# TASK REQUIREMENTS
Please give the data again in full, exactly as provided.

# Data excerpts
══════════

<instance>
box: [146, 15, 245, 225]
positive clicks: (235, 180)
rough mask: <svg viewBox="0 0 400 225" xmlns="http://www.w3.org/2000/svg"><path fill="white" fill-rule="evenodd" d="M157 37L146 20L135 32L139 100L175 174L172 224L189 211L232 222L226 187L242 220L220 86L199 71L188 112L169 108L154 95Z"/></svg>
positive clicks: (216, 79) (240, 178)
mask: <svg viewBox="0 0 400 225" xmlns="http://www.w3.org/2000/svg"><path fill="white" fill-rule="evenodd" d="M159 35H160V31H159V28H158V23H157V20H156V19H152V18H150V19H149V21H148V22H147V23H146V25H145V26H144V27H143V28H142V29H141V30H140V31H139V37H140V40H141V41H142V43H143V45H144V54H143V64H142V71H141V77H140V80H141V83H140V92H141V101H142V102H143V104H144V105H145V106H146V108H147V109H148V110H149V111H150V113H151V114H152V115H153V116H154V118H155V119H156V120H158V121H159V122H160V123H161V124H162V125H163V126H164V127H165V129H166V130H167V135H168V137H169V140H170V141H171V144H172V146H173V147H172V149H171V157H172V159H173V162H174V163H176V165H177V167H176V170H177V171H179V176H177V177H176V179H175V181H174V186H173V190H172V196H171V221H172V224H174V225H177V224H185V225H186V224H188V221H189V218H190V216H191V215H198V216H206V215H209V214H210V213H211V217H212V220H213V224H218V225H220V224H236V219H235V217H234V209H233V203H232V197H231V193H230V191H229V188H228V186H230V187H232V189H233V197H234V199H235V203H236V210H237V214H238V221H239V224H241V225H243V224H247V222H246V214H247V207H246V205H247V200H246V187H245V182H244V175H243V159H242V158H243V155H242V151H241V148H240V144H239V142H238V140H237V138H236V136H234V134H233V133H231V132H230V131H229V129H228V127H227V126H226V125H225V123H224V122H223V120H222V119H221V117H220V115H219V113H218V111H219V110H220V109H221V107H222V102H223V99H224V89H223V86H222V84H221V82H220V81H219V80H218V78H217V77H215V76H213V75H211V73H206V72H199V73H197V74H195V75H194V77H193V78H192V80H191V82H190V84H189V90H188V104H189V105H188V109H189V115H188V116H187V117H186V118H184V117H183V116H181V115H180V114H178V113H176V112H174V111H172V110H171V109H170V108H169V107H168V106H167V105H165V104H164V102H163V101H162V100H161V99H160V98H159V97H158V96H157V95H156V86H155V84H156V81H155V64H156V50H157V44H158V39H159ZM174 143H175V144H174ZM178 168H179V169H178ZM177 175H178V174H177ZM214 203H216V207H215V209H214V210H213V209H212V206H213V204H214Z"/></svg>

══════════

# EXERCISE SOLUTION
<instance>
box: [146, 15, 245, 225]
positive clicks: (235, 180)
rough mask: <svg viewBox="0 0 400 225" xmlns="http://www.w3.org/2000/svg"><path fill="white" fill-rule="evenodd" d="M157 37L146 20L135 32L139 100L175 174L172 224L189 211L232 222L226 187L242 220L220 86L199 71L188 112L169 108L154 95Z"/></svg>
positive clicks: (216, 79) (240, 178)
mask: <svg viewBox="0 0 400 225" xmlns="http://www.w3.org/2000/svg"><path fill="white" fill-rule="evenodd" d="M159 35H160V31H159V28H158V23H157V20H156V19H152V18H150V19H149V21H148V22H147V23H146V25H145V26H144V27H143V28H142V29H141V30H140V31H139V37H140V40H141V41H142V43H143V45H144V54H143V64H142V71H141V77H140V80H141V83H140V92H141V101H142V102H143V104H144V105H145V106H146V108H147V109H148V110H149V111H150V113H151V114H152V115H153V116H154V118H155V119H156V120H158V121H159V122H160V123H161V124H162V125H163V126H164V127H165V129H166V130H167V135H168V137H169V140H170V141H171V144H172V146H173V147H172V149H171V157H172V159H173V162H174V163H176V165H177V167H176V170H177V171H179V176H177V177H176V179H175V181H174V186H173V190H172V196H171V221H172V224H174V225H177V224H185V225H186V224H188V221H189V218H190V216H191V215H198V216H206V215H209V214H210V213H211V217H212V220H213V224H218V225H220V224H236V219H235V217H234V209H233V203H232V197H231V193H230V191H229V188H228V186H230V187H232V189H233V197H234V199H235V203H236V210H237V214H238V221H239V224H241V225H243V224H247V222H246V214H247V207H246V205H247V200H246V187H245V182H244V175H243V159H242V158H243V155H242V151H241V148H240V144H239V142H238V140H237V138H236V136H234V134H233V133H231V132H230V131H229V129H228V127H227V126H226V125H225V123H224V122H223V120H222V119H221V117H220V115H219V113H218V111H219V110H220V109H221V107H222V102H223V99H224V89H223V86H222V84H221V82H220V81H219V80H218V78H217V77H215V76H213V75H211V73H206V72H199V73H197V74H195V75H194V77H193V78H192V80H191V82H190V84H189V90H188V104H189V105H188V109H189V115H188V116H187V117H186V118H184V117H183V116H181V115H180V114H178V113H176V112H174V111H172V110H171V109H170V108H169V107H168V106H167V105H165V104H164V102H163V101H162V100H161V99H160V98H159V97H158V96H157V95H156V86H155V84H156V81H155V64H156V50H157V44H158V39H159ZM174 143H175V144H174ZM178 168H179V169H178ZM177 175H178V174H177ZM214 203H216V207H215V209H214V210H213V209H212V206H213V204H214Z"/></svg>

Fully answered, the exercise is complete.